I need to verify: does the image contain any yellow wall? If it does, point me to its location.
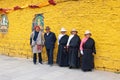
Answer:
[0,0,120,72]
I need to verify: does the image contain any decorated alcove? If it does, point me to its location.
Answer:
[32,14,44,31]
[0,14,9,33]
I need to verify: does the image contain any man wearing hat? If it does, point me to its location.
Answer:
[80,30,96,71]
[44,26,56,65]
[67,29,81,69]
[57,28,69,67]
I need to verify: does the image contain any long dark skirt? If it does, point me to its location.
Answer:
[57,45,68,67]
[69,47,80,68]
[81,50,94,70]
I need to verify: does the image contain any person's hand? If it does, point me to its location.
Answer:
[42,45,44,47]
[92,53,95,56]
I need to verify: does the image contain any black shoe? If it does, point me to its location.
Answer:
[88,69,92,72]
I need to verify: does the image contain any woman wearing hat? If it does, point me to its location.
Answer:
[31,26,44,64]
[80,30,96,71]
[67,29,81,69]
[57,28,69,67]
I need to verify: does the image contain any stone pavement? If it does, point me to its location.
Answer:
[0,55,120,80]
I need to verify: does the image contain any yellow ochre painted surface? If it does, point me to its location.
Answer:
[0,0,120,72]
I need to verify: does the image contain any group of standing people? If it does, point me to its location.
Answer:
[30,26,96,71]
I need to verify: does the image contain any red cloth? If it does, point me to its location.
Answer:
[37,45,42,50]
[48,0,56,5]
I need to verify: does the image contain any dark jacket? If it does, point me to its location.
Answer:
[44,32,56,49]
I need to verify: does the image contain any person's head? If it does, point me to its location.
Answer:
[45,26,50,33]
[35,26,40,32]
[71,29,78,35]
[60,28,67,34]
[85,30,91,38]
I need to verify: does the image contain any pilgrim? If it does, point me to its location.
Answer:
[67,29,81,69]
[56,28,69,67]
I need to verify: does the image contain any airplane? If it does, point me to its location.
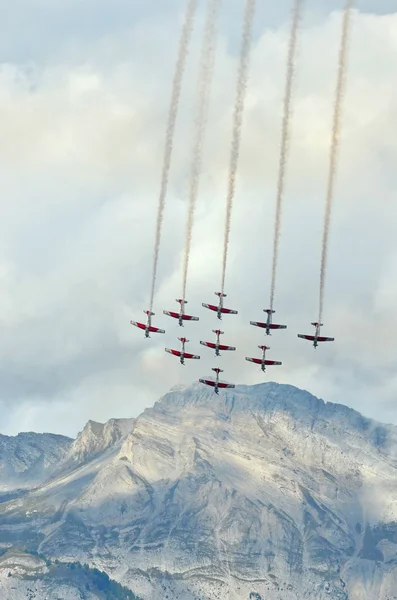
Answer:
[298,322,335,348]
[130,310,165,337]
[202,292,238,319]
[199,367,236,394]
[163,298,199,327]
[200,329,236,356]
[245,346,283,372]
[250,308,287,335]
[165,338,200,365]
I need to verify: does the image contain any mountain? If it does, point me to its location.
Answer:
[0,433,73,499]
[0,551,138,600]
[0,383,397,600]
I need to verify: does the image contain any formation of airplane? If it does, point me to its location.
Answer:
[245,346,283,372]
[163,298,199,327]
[250,308,287,335]
[130,310,165,337]
[200,329,236,356]
[165,338,200,365]
[202,292,238,319]
[298,321,335,348]
[130,292,335,394]
[199,367,236,394]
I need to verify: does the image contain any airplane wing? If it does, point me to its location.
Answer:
[200,342,215,348]
[219,344,236,350]
[165,348,181,356]
[148,326,165,333]
[250,321,266,329]
[130,321,146,329]
[199,379,216,387]
[245,356,262,365]
[185,352,200,359]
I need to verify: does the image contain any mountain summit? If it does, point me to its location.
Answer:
[0,383,397,600]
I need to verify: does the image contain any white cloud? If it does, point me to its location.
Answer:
[0,4,397,434]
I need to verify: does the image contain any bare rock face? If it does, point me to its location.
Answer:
[0,433,73,499]
[61,419,135,468]
[0,383,397,600]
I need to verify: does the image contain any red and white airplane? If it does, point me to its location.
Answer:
[130,310,165,337]
[200,329,236,356]
[165,338,200,365]
[298,322,335,348]
[245,346,283,372]
[202,292,238,319]
[163,298,199,327]
[199,367,236,394]
[250,308,287,335]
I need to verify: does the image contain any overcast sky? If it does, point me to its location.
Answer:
[0,0,397,435]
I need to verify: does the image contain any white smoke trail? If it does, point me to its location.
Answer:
[270,0,303,310]
[318,0,354,323]
[150,0,198,311]
[221,0,255,293]
[182,0,222,299]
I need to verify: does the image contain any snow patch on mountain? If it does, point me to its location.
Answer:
[0,433,73,493]
[0,383,397,600]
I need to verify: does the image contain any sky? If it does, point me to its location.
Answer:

▬▬▬▬▬▬▬▬▬▬

Going from the start of the listing down through the line containing "[44,32,56,49]", rename "skirt" to "dress" and copy every other part of those lines unchanged. Leave the pictures out.

→ **Output of the exercise**:
I need to verify: does the image contain any yellow wall? If it does, point me to its location.
Answer:
[0,0,120,72]
I need to verify: does the image contain any decorated alcove? If it does, point me to its location.
Answer:
[32,14,44,31]
[0,14,9,33]
I need to verify: does the image contain any man wearing hat? If it does, point me to its location.
Answer:
[80,30,96,71]
[44,26,56,65]
[67,29,81,69]
[57,28,69,67]
I need to verify: does the image contain any long dark dress? If it does, point me to its location.
Answer:
[57,45,68,67]
[69,47,80,68]
[81,50,94,70]
I need to verify: does the image contain any person's hand? If it does, point me to its location.
Answer:
[42,45,44,47]
[92,53,95,56]
I need to verify: does the image contain any black shoe? If it does, point me to its location.
Answer:
[88,69,92,72]
I need to verify: does the image contain any woman wearing hat? If it does, point me to its location.
Answer:
[31,26,44,64]
[80,30,96,71]
[67,29,81,69]
[57,28,69,67]
I need to verify: does the image contain any stone pavement? If it does, point me to its location.
Answer:
[0,55,120,80]
I need to verify: does the image contain any yellow ochre painted surface? If it does, point me to its location.
Answer:
[0,0,120,72]
I need to verify: does the image contain any group of standing people? If it does, point me to its location.
Answer:
[30,26,96,71]
I need to verify: does the image contain any red cloth? If it does, point me to its location.
Answer:
[37,45,42,50]
[48,0,56,5]
I need to verify: does the image contain any dark jacket? If it does, point me to its location.
Answer:
[44,32,56,49]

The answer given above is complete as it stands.